Natural-language object grounding data:
#####

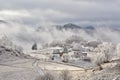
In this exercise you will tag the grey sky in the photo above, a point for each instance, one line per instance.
(61, 11)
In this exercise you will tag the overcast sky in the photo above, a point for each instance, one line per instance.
(61, 11)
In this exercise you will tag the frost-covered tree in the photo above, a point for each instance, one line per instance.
(108, 49)
(65, 75)
(34, 47)
(77, 47)
(75, 39)
(118, 50)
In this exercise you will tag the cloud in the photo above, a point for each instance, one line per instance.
(63, 11)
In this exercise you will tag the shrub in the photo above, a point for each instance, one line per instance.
(46, 76)
(65, 75)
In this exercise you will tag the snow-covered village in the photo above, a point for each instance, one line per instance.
(59, 40)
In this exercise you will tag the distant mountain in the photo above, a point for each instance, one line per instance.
(89, 28)
(71, 26)
(2, 21)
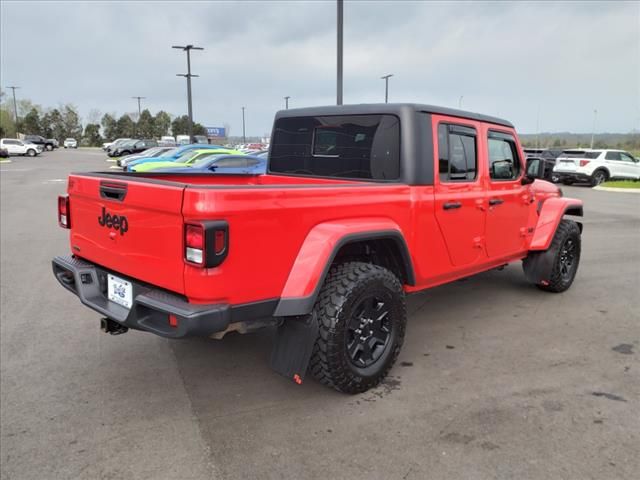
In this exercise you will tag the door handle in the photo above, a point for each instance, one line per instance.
(451, 205)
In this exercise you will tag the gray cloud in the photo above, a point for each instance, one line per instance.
(507, 59)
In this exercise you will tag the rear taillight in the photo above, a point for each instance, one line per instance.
(63, 211)
(206, 243)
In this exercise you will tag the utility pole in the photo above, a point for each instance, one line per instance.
(593, 130)
(188, 75)
(244, 136)
(139, 111)
(386, 86)
(15, 107)
(339, 86)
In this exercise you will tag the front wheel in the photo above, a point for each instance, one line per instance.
(362, 319)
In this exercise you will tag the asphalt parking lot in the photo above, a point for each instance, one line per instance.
(496, 379)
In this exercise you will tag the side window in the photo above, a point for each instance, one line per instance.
(504, 162)
(457, 159)
(625, 157)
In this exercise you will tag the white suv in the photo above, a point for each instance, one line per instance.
(595, 166)
(18, 147)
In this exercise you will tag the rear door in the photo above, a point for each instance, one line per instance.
(459, 195)
(507, 199)
(133, 227)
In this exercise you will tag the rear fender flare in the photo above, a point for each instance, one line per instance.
(318, 251)
(551, 213)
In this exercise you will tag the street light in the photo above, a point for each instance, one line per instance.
(593, 130)
(386, 86)
(188, 75)
(339, 55)
(15, 107)
(139, 111)
(244, 136)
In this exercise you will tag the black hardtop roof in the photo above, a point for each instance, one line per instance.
(389, 108)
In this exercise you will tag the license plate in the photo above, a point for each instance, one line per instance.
(119, 291)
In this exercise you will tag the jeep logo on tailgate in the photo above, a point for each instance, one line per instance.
(117, 222)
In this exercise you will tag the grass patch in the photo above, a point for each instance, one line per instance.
(622, 184)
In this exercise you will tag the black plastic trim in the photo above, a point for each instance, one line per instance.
(303, 305)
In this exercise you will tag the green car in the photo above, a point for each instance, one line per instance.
(188, 158)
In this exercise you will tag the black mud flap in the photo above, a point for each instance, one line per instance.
(539, 265)
(293, 346)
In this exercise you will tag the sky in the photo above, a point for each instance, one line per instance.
(545, 66)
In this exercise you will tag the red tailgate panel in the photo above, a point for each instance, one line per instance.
(150, 249)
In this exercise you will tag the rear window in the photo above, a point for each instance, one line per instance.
(345, 146)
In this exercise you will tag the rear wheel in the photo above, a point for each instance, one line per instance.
(598, 177)
(565, 249)
(362, 318)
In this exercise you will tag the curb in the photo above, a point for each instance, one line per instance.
(614, 189)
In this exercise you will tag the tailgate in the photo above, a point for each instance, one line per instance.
(132, 227)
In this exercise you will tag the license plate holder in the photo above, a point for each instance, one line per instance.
(119, 291)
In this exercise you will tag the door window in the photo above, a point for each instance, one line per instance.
(504, 161)
(457, 159)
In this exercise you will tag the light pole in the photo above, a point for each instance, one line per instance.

#####

• What you are asked to do:
Beginning with the line that contains "In this exercise you will tag the black plastic" and ending with the last line of the data above, return those lines exactly and nothing else.

• Reply to the task:
In this exercise you will tag the black plastic trim in the photo above, a point for each instance, one line per instance.
(303, 305)
In this exercise you will tag the green car in the photo above, a point for each instance, one line per instance.
(188, 158)
In this exercise you will tag the black mud flap in the photo above, a point for each instance, one line per instance.
(539, 265)
(293, 346)
In this exercise you will tag the sky in the photo above, a point for each instance, one line per instance.
(545, 66)
In this exercise you will tag the red tailgate panel in the photo above, a point for each instance, one line per instance.
(150, 249)
In this exercise you will tag the rear window in the photo above, a point for each instance, one line per instance.
(345, 146)
In this exercise you will tag the rear wheel in the photo above, a point for each instance, one line per instance.
(598, 177)
(565, 249)
(362, 318)
In this exercise you will tag the curb in the photo above, a point for each instance, one line per instance.
(614, 189)
In this exercise you will tag the tailgate in the photo above, a point for each instance, one line per instance.
(132, 227)
In this exercise you will tag the license plate holder in the photo above, a point for each instance, one line per instance.
(119, 291)
In this exercise you will tag the door window in the photo above, a point for each instance, one line per instance.
(504, 161)
(457, 159)
In this exercise you will tag the light pole in the photo above, a point for each instance, one line per instance.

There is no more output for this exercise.